* [Supplied passage]
Fast prediction and real-time visualization of indoor particle distribution based on a Markov chain model integrated graphics user interface

Rapid access to data on the dispersion and transmission of airborne particulate pollutants is crucial for controlling indoor environment and preventing respiratory infectious diseases. In this study, a modified Markov chain model was introduced and the reliability of the model was validated by experimental data. Then a Markov chain model integrated with graphics-user interface (GUI) was developed for fast prediction and real-time visualization of indoor airborne particle dispersion. Simulations and analyses of aerosol transmission in a lift were conducted using the GUI. Factors such as the infected occupant's location and mask-wearing behaviour influencing infection risk were assessed. The results showed that the exposure degree and infection risk of susceptible occupants were affected by the infected occupant's location and mask-wearing behaviour. The closer the infected occupant to released virus particles from the air inlet, the greater the impact on the susceptible occupants. The developed Markov chain model integrated with the GUI, has enabled quick and precise presentation of real-time dynamic transport of airborne contaminants under a known steady-state flow field. This would provide strong support for assessing and controlling the spread of aerosol contaminants and have a potential for application to minimize risk of accidental release of hazardous pollutants.

* [Input data]
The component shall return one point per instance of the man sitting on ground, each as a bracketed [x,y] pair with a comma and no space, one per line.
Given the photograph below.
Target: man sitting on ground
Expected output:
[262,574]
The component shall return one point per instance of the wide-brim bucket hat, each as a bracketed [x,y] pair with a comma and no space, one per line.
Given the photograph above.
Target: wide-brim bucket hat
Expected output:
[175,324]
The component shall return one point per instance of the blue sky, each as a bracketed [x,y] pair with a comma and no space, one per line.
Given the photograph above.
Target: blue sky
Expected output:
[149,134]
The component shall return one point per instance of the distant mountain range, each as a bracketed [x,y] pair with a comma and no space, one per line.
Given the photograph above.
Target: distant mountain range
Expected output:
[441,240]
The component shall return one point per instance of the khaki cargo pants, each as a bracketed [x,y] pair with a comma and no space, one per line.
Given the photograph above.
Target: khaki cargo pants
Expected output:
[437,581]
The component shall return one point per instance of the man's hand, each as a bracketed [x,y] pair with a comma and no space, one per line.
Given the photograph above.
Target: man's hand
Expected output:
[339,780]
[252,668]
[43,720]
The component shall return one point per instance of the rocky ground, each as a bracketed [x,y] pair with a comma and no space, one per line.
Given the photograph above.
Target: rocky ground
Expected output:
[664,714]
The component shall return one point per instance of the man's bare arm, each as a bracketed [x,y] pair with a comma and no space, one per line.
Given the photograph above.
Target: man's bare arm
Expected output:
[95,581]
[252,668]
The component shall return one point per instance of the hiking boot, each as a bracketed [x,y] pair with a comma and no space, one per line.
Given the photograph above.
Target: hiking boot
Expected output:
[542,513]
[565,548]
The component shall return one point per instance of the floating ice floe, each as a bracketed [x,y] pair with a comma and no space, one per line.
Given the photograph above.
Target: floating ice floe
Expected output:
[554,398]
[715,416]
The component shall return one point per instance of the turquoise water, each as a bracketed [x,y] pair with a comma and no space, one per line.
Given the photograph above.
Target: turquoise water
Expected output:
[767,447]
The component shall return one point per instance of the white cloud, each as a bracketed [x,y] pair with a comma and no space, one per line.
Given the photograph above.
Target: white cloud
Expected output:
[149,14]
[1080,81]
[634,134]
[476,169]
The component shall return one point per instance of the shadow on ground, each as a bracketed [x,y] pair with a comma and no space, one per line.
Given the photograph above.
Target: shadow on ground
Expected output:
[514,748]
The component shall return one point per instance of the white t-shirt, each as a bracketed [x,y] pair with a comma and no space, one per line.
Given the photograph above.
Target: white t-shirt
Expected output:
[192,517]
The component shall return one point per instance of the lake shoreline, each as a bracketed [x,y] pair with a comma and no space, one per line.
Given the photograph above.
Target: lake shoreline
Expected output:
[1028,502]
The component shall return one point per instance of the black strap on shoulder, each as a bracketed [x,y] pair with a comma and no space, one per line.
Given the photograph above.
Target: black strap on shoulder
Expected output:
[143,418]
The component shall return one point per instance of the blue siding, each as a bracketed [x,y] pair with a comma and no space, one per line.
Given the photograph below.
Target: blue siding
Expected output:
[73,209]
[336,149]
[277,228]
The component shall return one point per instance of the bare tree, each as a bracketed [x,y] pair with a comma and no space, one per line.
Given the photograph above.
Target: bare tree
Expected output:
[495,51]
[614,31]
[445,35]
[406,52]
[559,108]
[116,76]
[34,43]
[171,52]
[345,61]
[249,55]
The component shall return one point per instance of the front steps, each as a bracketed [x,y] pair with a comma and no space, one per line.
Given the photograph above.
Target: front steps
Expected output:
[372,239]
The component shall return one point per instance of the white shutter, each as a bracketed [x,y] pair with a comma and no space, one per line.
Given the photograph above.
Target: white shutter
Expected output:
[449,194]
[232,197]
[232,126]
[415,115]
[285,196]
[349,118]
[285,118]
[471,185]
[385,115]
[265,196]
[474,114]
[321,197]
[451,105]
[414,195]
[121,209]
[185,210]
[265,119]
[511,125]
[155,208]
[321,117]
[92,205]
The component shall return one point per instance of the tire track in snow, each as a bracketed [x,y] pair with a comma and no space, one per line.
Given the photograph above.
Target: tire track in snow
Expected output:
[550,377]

* [Exercise details] In the abstract on indoor particle prediction, what was used to validate the reliability of the modified Markov chain model? Answer from the text alone, without using the records.

* [Answer area] Experimental data.